* **SELECTED EXTRACT**
****
The logic for entry an exit points are
Entry - when price1 <= 101.0 and not already in an entry that has not exited.
Exit - when price2 >= 113.0 and inside an entry.
It's a kind of gaps and islands problem, this is a generic solution using Windowed Aggregates (should work for most DBMSes):
declare #EntryPrice1 float = 101.0; -- Entry when Price1 <= 101.0 (when not already Entered)
declare #ExitPrice2 float = 113.0; -- Exit when Price2 >= 113.0 (after Entry only)
WITH cte AS
( -- apply your logic to mark potential entry and exit rows
SELECT *
,CASE WHEN Price1 <= #EntryPrice1 THEN Timestamp END AS possibleEntry
,CASE WHEN Price2 >= #ExitPrice2 THEN Timestamp END AS possibleExit
,Max(CASE WHEN Price1 <= #EntryPrice1 THEN Timestamp END) -- most recent possibleEntry
Over (PARTITION BY Name
ORDER BY Timestamp
ROWS Unbounded Preceding) AS lastEntry
,Max(CASE WHEN Price2 >= #ExitPrice2 THEN Timestamp END) -- most recent possibleExit
Over (PARTITION BY Name
ORDER BY Timestamp
ROWS BETWEEN Unbounded Preceding AND 1 Preceding) AS lastExit
FROM [dbo].[Control]
)
-- SELECT * FROM cte ORDER BY Name, PKey
,groupRows AS
( -- mark rows from the 1st entry to the exit row
SELECT *
-- if lastEntry <= lastExit we're after an exit and before an entry -> don't return this row
,CASE WHEN lastEntry <= lastExit THEN 0 ELSE 1 END AS returnFlag
-- assign the same group number to consecutive rows in group
,Sum(CASE WHEN lastEntry <= lastExit THEN 1 ELSE 0 END)
****
* **INFORMATION SUPPLIED**
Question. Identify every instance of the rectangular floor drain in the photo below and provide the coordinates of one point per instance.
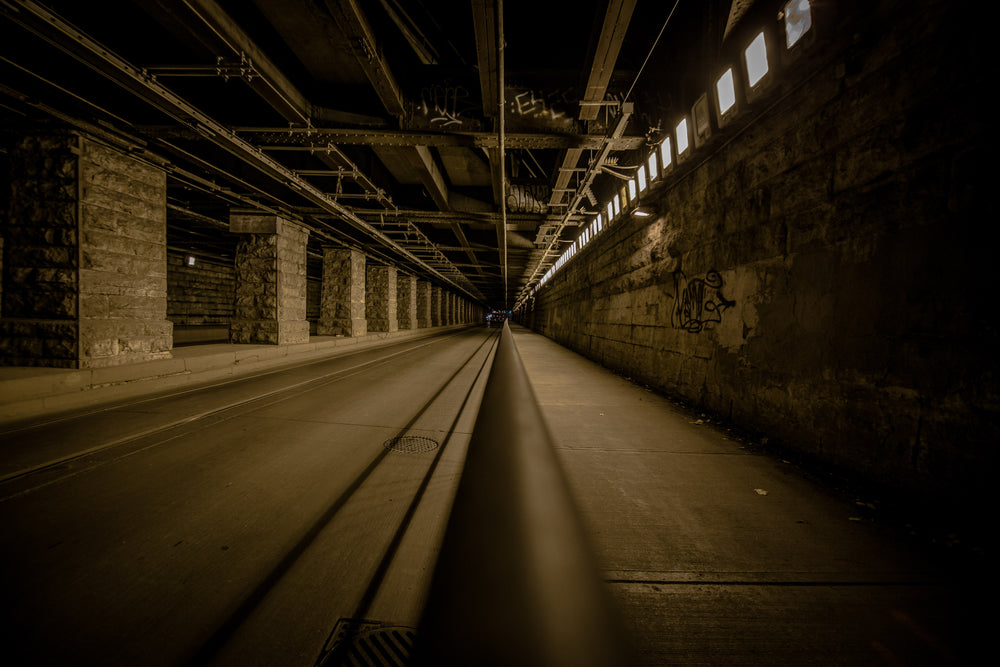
****
* **PROBLEM DESCRIPTION**
Answer these questions about the SQL entry and exit excerpt above.
1. Which price column and threshold define an exit?
2. What kind of problem does the excerpt say this is?
3. What value does returnFlag take when lastEntry is less than or equal to lastExit?

* **THE SOLUTION**
1. Price2, when it is greater than or equal to 113.0.
2. A gaps and islands problem.
3. 0.